### TEXT EXCERPT

Pointing MX Records at CNAMES

Jim Reid jim at rfc1035.com
Tue Aug 15 20:32:08 UTC 2000


>>>>> "Martin" == Martin McCormick <martin at dc.cis.okstate.edu> writes:

    Martin> 	Is it or is it not legal to point a MX record at a
    Martin> name which is actually an alias for another system?

It's illegal. See RFC1035. I quote from section 3.3.9 MX RDATA format:

    +--+--+--+--+--+--+--+--+--+--+--+--+--+--+--+--+
    |                  PREFERENCE                   |
    +--+--+--+--+--+--+--+--+--+--+--+--+--+--+--+--+
    /                   EXCHANGE                    /
    /                                               /
    +--+--+--+--+--+--+--+--+--+--+--+--+--+--+--+--+

where:

PREFERENCE      A 16 bit integer which specifies the preference given to
                this RR among others at the same owner.  Lower values
                are preferred.

######

*TASK REQUIREMENTS*:
1. Reproduce the MX record post from "Jim Reid jim" up to and including "for another system?".
2. Which section of RFC1035 does the MX record post quote?
3. Extend the MX record post beyond its final sentence.

### DATA ROWS

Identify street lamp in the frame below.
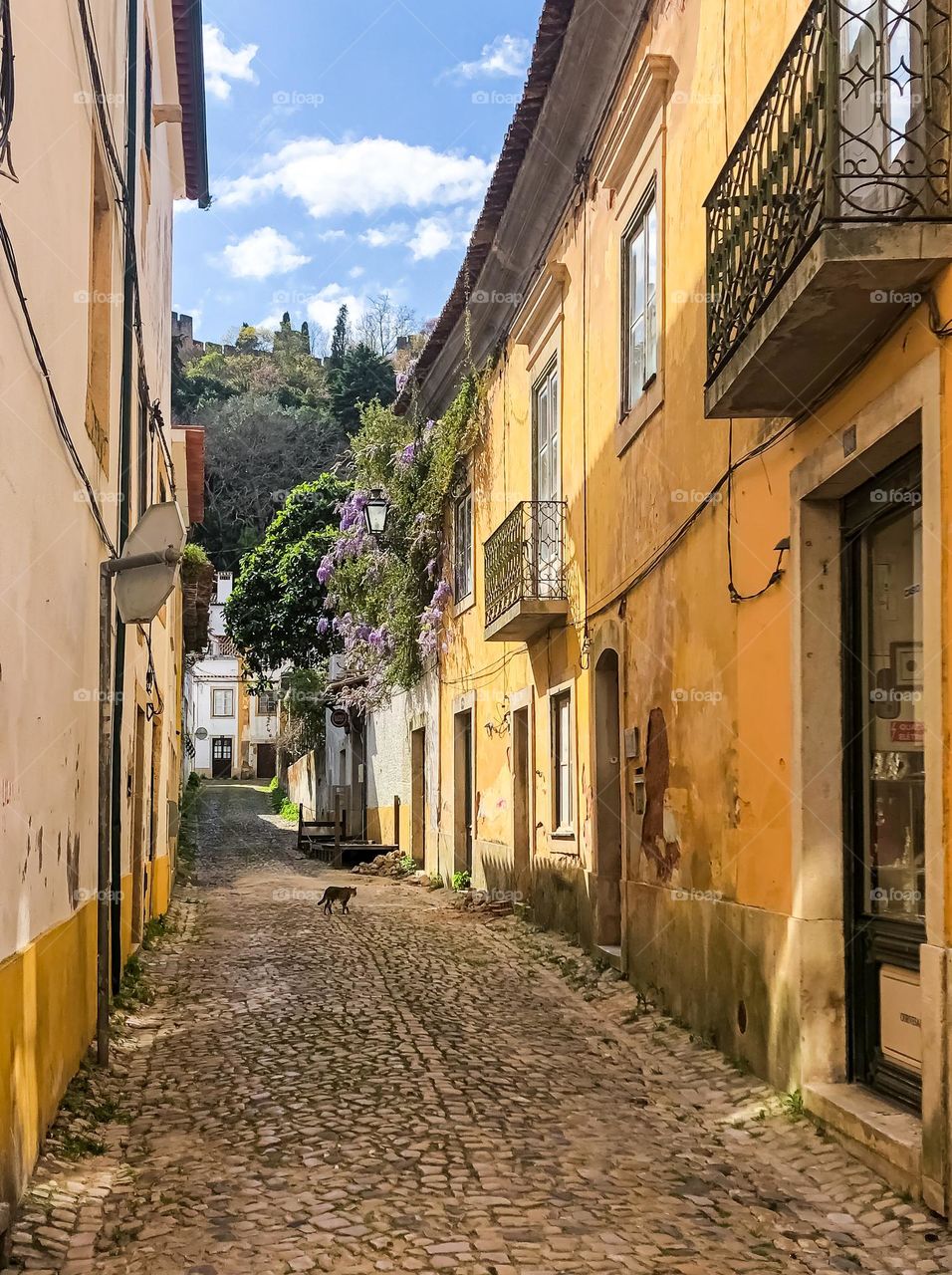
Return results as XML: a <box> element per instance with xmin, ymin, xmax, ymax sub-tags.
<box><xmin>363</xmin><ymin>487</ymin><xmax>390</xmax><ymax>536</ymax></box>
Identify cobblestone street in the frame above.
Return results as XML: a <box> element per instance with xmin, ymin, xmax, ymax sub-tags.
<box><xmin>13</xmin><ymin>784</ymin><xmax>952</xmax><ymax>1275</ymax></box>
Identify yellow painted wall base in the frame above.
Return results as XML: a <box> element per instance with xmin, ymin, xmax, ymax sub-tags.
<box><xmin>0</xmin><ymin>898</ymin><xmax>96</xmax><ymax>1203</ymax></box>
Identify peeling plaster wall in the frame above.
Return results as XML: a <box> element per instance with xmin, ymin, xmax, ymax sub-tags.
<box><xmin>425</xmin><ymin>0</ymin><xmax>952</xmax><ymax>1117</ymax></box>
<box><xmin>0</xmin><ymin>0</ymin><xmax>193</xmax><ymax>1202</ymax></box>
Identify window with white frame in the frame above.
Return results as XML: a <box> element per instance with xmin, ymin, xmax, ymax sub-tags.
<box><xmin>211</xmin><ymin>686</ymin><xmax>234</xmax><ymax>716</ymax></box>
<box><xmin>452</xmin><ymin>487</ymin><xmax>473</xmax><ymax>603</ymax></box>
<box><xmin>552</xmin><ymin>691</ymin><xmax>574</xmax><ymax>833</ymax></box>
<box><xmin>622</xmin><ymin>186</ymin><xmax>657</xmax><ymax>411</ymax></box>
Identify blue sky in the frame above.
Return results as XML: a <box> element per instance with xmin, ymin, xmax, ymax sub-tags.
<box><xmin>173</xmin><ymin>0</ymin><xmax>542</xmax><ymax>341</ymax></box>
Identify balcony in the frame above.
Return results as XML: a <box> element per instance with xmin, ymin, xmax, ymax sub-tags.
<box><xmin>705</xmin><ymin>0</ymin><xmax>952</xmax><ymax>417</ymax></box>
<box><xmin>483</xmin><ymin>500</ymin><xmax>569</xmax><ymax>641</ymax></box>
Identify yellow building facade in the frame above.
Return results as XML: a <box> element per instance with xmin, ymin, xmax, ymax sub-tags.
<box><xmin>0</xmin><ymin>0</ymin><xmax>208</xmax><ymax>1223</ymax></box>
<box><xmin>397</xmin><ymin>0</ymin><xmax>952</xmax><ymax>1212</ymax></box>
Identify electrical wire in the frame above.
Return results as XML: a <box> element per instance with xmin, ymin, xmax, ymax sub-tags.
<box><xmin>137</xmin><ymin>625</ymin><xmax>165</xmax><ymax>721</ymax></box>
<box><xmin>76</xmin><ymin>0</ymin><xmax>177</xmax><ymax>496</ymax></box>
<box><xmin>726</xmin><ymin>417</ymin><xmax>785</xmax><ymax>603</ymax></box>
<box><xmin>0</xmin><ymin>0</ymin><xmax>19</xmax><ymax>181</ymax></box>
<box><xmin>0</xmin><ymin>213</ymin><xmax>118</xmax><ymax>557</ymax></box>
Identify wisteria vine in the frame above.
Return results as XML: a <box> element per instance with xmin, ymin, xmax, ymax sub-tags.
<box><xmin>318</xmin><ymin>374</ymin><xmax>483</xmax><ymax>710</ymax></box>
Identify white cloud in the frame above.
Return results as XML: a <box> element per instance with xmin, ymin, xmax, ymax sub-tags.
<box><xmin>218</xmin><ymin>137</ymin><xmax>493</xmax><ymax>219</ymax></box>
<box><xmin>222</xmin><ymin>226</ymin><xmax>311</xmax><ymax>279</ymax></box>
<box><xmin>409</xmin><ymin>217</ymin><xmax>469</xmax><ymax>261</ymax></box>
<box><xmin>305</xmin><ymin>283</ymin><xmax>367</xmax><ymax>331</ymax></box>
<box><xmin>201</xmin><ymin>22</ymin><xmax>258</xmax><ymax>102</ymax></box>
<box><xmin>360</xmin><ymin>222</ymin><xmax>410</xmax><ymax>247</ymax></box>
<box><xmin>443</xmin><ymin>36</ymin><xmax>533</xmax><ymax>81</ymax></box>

######

*FINAL ANSWERS*:
1.
Jim Reid jim at rfc1035.com
Tue Aug 15 20:32:08 UTC 2000


>>>>> "Martin" == Martin McCormick <martin at dc.cis.okstate.edu> writes:

    Martin> 	Is it or is it not legal to point a MX record at a
    Martin> name which is actually an alias for another system?

2. Section 3.3.9, MX RDATA format.

3.
EXCHANGE        A <domain-name> which specifies a host willing to act as
                a mail exchange for the owner name.

MX records cause type A additional section processing for the host
specified by EXCHANGE.  The use of MX RRs is explained in detail in
[RFC-974].


So the EXCHANGE domain name should be a host name that has an A
record. RFC974 has some information on the problems that can occur
when the target of an MX record is a CNAME.

However it's depressingly common for people to have CNAMEs as the
targets of MX records. So common that sendmail has an option to
determine whether it should follow CNAMEs or not. Mind you, sendmail's
got options for just about anything....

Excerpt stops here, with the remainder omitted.